Could you rewrite all of the records below as a numbered list, skipping any blank lines and leaving out the pictures?

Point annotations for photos
- - - - -

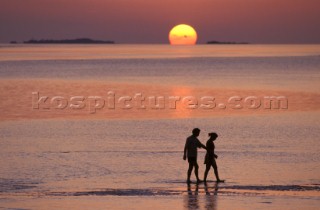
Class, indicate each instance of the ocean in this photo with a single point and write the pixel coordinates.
(99, 140)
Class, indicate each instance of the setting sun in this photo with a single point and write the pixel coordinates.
(183, 35)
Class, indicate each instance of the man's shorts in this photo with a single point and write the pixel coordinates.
(192, 159)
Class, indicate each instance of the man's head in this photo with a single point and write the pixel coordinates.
(196, 132)
(213, 135)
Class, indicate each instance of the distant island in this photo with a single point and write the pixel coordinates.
(218, 42)
(67, 41)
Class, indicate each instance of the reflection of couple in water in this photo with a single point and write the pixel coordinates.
(190, 151)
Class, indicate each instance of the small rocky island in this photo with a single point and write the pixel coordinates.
(67, 41)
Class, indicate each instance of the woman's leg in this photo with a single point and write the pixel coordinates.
(206, 172)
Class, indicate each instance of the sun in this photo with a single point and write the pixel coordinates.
(183, 35)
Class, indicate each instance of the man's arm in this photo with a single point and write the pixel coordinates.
(200, 145)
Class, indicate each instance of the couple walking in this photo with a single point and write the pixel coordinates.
(190, 151)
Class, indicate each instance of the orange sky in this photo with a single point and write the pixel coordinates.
(149, 21)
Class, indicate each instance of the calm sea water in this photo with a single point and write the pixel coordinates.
(262, 157)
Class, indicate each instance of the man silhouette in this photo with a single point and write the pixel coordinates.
(190, 150)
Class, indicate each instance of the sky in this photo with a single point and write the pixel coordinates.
(149, 21)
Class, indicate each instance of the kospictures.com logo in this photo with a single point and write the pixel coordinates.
(141, 101)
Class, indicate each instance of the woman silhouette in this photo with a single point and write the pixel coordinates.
(210, 159)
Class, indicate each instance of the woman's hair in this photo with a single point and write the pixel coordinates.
(214, 135)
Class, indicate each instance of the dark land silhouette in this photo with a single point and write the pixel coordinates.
(68, 41)
(218, 42)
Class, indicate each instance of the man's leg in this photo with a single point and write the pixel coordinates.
(196, 171)
(189, 171)
(215, 168)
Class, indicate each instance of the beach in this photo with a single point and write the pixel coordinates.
(104, 127)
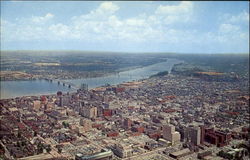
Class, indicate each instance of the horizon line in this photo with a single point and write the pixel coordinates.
(148, 52)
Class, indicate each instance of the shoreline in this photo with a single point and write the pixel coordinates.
(101, 85)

- - - - -

» **Completed exercise**
1. Class, indicate each instance of the ocean in this photo with a single point and write the pixel coordinates.
2. (99, 140)
3. Class, indicate each instance of the setting sun in this photo with a single point and write the pixel coordinates.
4. (183, 35)
5. Class, indicate each instance of the man's shorts in this photo with a single point and write the pixel coordinates.
6. (192, 159)
7. Class, indicate each instance of the man's head in this photo with a single point and write the pixel coordinates.
8. (196, 132)
9. (213, 135)
10. Class, indicate each instance of the distant island in this photo with a single point and write the pixel coordinates.
11. (218, 42)
12. (67, 41)
13. Class, indicate each instance of the reflection of couple in water in this photo with a single point and write the pixel coordinates.
14. (190, 151)
15. Class, indicate each instance of the small rocky island in this photo with a single point and write the pixel coordinates.
16. (67, 41)
17. Class, indicate each instance of the woman's leg in this photo with a single point and write the pixel coordinates.
18. (206, 172)
19. Class, indicate each instance of the sun in this photo with a single point and write the pixel coordinates.
20. (183, 35)
21. Class, indicate each instance of the man's arm in this photo with a single point and write the pixel coordinates.
22. (200, 145)
23. Class, indicate each instance of the couple walking in this photo with a single point and write the pixel coordinates.
24. (190, 151)
25. Class, indicate each instance of the orange sky in this photo with a single point and write the pixel coordinates.
26. (149, 21)
27. Class, indicate each instance of the calm sea water in this photo with a single point and write the pixel coordinates.
28. (262, 157)
29. Class, indicate each instance of the man silhouette in this photo with a single point and write the pixel coordinates.
30. (190, 150)
31. Class, indicate each instance of the sky in this photo with a single point and write the pixel coordinates.
32. (149, 21)
33. Class, indicate each instance of the kospictures.com logo in this photo with a single point and write the pixel coordinates.
34. (141, 101)
35. Class, indicate each instance of the woman silhouette in this photo with a single point and write the pixel coordinates.
36. (210, 159)
37. Class, indicate each instance of the woman's hair in this photo with a single point and write the pixel coordinates.
38. (214, 135)
39. Class, indicate each instance of the dark land silhouette in this photo with a single point and write the pixel coordinates.
40. (68, 41)
41. (218, 42)
42. Class, indicate each instance of the man's leg in this photo with a single point and write the pixel coordinates.
43. (196, 171)
44. (189, 171)
45. (215, 168)
46. Class, indicate each instance of the beach in this photo with a single point and write the pixel coordinates.
47. (104, 127)
48. Class, indicate each instance of the horizon line in this photo with a single point and write the pixel coordinates.
49. (148, 52)
50. Class, indicate each instance of the shoreline in this photo with a single point and write the pixel coordinates.
51. (101, 85)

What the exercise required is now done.